▶ _TASK BRIEF_
Edit the material below so that each occurrence of "rough mask" becomes "coarse mask", keeping every other character the same.

▶ _Extracted records_

* * *

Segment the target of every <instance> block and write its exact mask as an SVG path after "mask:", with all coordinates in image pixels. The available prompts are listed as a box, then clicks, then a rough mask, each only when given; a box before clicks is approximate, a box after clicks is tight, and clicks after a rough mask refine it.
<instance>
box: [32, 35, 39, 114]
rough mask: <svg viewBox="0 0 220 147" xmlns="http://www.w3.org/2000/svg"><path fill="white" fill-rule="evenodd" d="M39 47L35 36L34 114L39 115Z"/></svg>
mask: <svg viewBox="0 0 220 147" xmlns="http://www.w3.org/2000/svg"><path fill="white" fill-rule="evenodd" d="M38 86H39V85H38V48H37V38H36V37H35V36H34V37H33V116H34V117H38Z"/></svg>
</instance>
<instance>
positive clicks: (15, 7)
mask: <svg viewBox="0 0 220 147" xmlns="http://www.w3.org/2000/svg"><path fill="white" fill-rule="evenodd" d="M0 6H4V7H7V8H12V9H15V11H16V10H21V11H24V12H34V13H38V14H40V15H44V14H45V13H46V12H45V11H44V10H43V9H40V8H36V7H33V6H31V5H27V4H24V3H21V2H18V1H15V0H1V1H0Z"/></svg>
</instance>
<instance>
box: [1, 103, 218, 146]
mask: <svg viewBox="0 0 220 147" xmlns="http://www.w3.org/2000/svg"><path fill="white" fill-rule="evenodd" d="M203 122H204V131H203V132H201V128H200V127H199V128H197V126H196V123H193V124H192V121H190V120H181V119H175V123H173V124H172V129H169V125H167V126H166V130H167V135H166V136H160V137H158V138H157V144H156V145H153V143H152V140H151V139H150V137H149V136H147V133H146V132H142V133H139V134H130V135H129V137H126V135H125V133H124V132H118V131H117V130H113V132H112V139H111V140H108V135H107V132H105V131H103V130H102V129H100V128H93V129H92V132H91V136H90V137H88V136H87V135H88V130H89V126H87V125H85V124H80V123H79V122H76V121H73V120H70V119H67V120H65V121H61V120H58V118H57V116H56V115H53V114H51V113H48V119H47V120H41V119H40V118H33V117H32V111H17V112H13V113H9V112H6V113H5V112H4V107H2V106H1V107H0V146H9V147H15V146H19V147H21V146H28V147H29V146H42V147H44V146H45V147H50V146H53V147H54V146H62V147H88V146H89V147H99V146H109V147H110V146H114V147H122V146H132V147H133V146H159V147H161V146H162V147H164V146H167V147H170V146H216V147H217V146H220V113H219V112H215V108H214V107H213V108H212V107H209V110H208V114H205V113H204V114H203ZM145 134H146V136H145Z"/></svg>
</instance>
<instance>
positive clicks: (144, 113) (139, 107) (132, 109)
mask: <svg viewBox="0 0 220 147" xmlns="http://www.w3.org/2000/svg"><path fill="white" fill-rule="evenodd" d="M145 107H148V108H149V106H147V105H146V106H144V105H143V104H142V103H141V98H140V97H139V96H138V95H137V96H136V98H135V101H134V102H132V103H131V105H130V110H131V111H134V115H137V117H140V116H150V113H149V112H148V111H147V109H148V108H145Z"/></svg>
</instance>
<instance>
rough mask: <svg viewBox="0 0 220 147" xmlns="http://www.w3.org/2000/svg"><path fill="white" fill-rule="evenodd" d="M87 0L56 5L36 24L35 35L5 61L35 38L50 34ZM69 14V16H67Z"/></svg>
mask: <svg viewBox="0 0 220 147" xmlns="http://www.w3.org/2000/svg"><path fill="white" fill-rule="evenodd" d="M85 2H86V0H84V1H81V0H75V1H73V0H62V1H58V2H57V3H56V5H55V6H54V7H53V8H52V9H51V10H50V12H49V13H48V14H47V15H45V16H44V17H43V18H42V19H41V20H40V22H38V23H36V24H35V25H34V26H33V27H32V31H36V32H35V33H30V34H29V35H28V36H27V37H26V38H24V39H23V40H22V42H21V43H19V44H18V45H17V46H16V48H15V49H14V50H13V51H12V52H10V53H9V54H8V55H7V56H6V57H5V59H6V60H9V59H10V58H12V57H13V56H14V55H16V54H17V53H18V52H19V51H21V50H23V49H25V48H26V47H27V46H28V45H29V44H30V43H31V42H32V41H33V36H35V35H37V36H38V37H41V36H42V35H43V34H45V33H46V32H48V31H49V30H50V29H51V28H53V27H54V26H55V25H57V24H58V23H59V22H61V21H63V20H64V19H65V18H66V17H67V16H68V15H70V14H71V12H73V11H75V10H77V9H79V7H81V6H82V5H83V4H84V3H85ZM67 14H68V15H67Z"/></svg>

* * *

▶ _EXERCISE OUTPUT_
Segment the target of every <instance> block and write its exact mask as an SVG path after "mask:", with all coordinates in image pixels. The available prompts are listed as a box, then clicks, then a coarse mask, each only when given; a box before clicks is approximate, a box after clicks is tight, and clicks after a coarse mask refine it.
<instance>
box: [32, 35, 39, 114]
coarse mask: <svg viewBox="0 0 220 147" xmlns="http://www.w3.org/2000/svg"><path fill="white" fill-rule="evenodd" d="M39 47L35 36L34 114L39 115Z"/></svg>
mask: <svg viewBox="0 0 220 147" xmlns="http://www.w3.org/2000/svg"><path fill="white" fill-rule="evenodd" d="M38 86H39V85H38V48H37V38H36V37H35V36H34V37H33V116H34V117H38Z"/></svg>
</instance>
<instance>
positive clicks: (15, 7)
mask: <svg viewBox="0 0 220 147" xmlns="http://www.w3.org/2000/svg"><path fill="white" fill-rule="evenodd" d="M0 6H4V7H7V8H12V9H15V11H16V10H21V11H24V12H34V13H38V14H40V15H44V14H45V13H46V12H45V11H44V10H43V9H40V8H36V7H33V6H31V5H27V4H24V3H21V2H18V1H15V0H1V1H0Z"/></svg>
</instance>
<instance>
box: [1, 103, 218, 146]
mask: <svg viewBox="0 0 220 147" xmlns="http://www.w3.org/2000/svg"><path fill="white" fill-rule="evenodd" d="M203 122H204V131H203V132H201V128H200V127H199V128H197V126H196V123H193V124H192V121H190V120H181V119H175V123H173V124H172V129H169V125H167V126H166V130H167V135H166V136H160V137H158V138H157V144H156V145H153V143H152V140H151V139H150V137H149V136H147V133H146V132H142V133H139V134H130V135H129V137H126V135H125V133H124V132H118V131H117V130H113V132H112V139H111V140H108V135H107V132H105V131H103V130H102V129H100V128H93V129H92V132H91V136H90V137H88V136H87V135H88V130H89V126H87V125H85V124H80V123H79V122H76V121H73V120H70V119H67V120H65V121H61V120H58V118H57V116H56V115H53V114H51V113H48V119H47V120H41V119H40V118H33V117H32V111H17V112H13V113H9V112H6V113H5V112H4V107H2V106H1V107H0V146H9V147H15V146H19V147H21V146H28V147H29V146H42V147H44V146H45V147H50V146H53V147H54V146H62V147H88V146H89V147H99V146H109V147H110V146H114V147H122V146H132V147H133V146H159V147H161V146H162V147H164V146H167V147H170V146H216V147H217V146H220V113H219V112H215V108H214V107H213V108H212V107H209V110H208V114H205V113H204V114H203ZM145 134H146V136H145Z"/></svg>
</instance>
<instance>
positive clicks: (144, 113) (139, 107) (132, 109)
mask: <svg viewBox="0 0 220 147" xmlns="http://www.w3.org/2000/svg"><path fill="white" fill-rule="evenodd" d="M145 107H148V108H149V106H147V105H146V106H144V105H143V104H142V103H141V98H140V97H139V96H138V95H137V96H136V98H135V101H134V102H132V103H131V105H130V110H131V111H134V115H137V117H140V116H150V113H149V112H148V111H147V109H148V108H145Z"/></svg>
</instance>
<instance>
coarse mask: <svg viewBox="0 0 220 147" xmlns="http://www.w3.org/2000/svg"><path fill="white" fill-rule="evenodd" d="M87 0L56 5L36 24L35 35L5 61L35 38L50 34ZM69 14V16H67Z"/></svg>
mask: <svg viewBox="0 0 220 147" xmlns="http://www.w3.org/2000/svg"><path fill="white" fill-rule="evenodd" d="M85 2H86V0H84V1H81V0H75V1H73V0H62V1H58V2H57V3H56V5H55V6H54V7H53V8H52V9H51V10H50V12H49V13H48V14H47V15H45V16H44V17H43V18H42V19H41V20H40V22H38V23H36V24H35V25H34V26H33V27H32V31H36V32H35V33H30V34H29V35H28V36H27V37H26V38H24V39H23V40H22V42H21V43H19V44H18V45H17V46H16V48H15V49H14V50H13V51H12V52H10V53H9V54H8V55H7V56H6V57H5V59H6V60H9V59H10V58H12V57H13V56H14V55H16V54H17V53H18V52H19V51H21V50H23V49H25V48H26V47H27V46H28V45H29V44H30V43H31V42H32V41H33V36H35V35H37V36H38V37H41V36H42V35H43V34H45V33H46V32H48V31H49V30H50V29H51V28H53V27H54V26H55V25H57V24H58V23H59V22H61V21H63V20H64V19H65V18H66V17H67V16H68V15H70V14H71V12H73V11H75V10H77V9H79V7H81V6H82V5H83V4H84V3H85ZM67 14H68V15H67Z"/></svg>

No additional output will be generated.